- **Problem description**
In the listing below, rewrite the lines starting at "For every instance of the arched bell" and ending at "Target: arched bell opening", swapping "arched bell opening" for "bell tower arch" and keeping everything else the same.

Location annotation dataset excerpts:

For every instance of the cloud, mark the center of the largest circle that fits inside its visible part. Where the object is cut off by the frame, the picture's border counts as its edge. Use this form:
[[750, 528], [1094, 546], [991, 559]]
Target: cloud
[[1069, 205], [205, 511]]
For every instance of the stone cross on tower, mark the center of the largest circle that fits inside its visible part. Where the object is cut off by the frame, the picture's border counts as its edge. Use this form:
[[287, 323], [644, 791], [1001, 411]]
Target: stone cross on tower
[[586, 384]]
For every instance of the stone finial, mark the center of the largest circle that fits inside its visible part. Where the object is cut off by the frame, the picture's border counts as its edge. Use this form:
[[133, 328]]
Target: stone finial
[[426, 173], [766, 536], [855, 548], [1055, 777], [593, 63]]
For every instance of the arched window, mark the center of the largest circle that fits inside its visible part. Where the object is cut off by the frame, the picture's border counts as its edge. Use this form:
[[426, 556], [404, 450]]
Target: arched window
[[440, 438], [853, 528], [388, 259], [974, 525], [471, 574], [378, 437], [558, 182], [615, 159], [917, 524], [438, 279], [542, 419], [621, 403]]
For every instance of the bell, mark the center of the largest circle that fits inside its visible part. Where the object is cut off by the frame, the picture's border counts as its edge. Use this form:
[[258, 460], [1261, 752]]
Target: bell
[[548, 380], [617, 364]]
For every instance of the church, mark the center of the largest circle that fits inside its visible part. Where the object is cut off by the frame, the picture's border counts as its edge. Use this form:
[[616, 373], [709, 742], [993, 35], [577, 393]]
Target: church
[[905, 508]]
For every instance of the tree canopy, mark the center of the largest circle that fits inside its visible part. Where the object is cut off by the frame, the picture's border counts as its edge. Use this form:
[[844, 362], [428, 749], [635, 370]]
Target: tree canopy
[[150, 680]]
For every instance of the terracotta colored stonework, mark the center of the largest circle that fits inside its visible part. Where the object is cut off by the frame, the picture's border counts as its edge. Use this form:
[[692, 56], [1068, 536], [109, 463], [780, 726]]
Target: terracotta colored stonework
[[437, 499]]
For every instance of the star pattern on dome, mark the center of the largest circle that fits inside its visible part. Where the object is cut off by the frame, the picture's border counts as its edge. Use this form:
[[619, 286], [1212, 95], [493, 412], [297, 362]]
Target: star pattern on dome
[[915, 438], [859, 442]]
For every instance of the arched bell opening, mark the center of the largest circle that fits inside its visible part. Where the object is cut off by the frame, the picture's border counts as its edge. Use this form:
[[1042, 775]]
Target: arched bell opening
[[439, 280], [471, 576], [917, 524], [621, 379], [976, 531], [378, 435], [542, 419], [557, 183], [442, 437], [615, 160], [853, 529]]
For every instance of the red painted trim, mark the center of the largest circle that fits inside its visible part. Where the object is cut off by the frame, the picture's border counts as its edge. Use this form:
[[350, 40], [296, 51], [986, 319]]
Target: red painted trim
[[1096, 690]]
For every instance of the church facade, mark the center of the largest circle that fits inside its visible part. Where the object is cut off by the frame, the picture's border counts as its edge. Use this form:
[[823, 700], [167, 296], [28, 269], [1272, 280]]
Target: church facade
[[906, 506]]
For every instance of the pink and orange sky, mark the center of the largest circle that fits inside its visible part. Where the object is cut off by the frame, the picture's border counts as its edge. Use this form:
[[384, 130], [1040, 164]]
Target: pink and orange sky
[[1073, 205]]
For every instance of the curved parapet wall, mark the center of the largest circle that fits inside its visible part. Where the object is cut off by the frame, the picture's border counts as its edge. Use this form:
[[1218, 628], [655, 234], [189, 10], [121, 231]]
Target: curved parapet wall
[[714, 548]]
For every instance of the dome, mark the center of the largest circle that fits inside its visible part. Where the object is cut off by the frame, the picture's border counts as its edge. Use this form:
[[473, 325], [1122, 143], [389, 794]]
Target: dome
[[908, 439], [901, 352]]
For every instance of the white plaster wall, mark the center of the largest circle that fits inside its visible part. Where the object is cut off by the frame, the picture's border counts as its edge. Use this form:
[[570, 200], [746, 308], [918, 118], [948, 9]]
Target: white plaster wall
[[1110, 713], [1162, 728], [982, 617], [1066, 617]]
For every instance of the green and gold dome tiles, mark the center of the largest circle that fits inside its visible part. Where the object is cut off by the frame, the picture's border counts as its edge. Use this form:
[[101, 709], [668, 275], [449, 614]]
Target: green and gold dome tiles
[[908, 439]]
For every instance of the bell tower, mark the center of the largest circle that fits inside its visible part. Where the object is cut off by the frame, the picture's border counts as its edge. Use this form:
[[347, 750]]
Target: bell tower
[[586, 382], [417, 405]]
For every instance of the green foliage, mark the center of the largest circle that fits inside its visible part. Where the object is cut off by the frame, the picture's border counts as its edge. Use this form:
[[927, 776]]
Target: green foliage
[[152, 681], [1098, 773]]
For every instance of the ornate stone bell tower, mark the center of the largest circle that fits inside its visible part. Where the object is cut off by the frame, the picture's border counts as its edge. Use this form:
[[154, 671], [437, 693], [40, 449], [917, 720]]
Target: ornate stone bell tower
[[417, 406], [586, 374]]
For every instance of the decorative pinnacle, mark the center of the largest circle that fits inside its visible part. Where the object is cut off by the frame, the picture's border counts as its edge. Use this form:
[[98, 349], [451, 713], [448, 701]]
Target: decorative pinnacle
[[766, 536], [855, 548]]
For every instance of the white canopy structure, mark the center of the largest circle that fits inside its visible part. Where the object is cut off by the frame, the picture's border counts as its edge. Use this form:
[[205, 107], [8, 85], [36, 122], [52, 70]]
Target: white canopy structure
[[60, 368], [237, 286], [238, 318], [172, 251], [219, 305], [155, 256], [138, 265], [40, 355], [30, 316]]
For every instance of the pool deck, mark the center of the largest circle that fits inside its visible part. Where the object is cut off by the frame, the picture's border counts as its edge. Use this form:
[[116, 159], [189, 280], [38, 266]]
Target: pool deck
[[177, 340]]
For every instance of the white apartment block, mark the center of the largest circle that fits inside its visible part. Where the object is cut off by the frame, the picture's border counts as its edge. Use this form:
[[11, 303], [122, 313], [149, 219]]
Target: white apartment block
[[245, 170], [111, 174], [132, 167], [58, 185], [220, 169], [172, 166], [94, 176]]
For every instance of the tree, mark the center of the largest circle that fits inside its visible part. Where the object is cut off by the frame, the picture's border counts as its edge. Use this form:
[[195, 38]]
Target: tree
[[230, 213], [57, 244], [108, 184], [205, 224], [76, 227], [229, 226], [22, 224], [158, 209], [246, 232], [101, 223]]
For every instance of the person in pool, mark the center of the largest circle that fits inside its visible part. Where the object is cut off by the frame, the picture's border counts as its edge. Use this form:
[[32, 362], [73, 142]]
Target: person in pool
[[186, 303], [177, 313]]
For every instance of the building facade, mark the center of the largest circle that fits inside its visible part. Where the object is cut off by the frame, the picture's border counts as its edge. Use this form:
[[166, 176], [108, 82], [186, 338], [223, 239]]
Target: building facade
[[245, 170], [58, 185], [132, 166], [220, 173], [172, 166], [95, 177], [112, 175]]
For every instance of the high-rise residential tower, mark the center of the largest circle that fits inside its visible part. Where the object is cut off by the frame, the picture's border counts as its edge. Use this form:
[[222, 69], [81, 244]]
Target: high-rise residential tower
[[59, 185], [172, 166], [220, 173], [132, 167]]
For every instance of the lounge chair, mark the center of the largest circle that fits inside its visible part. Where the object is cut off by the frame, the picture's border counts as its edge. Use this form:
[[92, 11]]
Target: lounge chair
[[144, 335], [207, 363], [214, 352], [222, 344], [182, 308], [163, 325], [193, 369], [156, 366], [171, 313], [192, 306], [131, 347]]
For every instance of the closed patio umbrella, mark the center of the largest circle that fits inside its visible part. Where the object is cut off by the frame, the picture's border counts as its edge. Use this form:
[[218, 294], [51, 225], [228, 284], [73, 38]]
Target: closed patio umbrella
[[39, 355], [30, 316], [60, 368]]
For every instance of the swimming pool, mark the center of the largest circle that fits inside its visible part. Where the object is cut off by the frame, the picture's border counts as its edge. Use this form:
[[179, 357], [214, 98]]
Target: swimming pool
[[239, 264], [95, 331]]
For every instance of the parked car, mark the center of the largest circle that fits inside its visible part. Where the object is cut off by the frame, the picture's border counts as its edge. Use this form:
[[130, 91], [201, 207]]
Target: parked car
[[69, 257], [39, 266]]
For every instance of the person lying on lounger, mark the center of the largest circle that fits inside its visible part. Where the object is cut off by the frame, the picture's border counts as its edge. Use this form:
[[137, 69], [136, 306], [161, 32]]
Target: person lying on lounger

- **Complete response**
For every instance of the bell tower arch, mark the center of the largest circle that fits inside its visible part. Where the object is cut off by the frame, the picture's border counts as its edge. Use this form:
[[1042, 775]]
Target: bell tower arch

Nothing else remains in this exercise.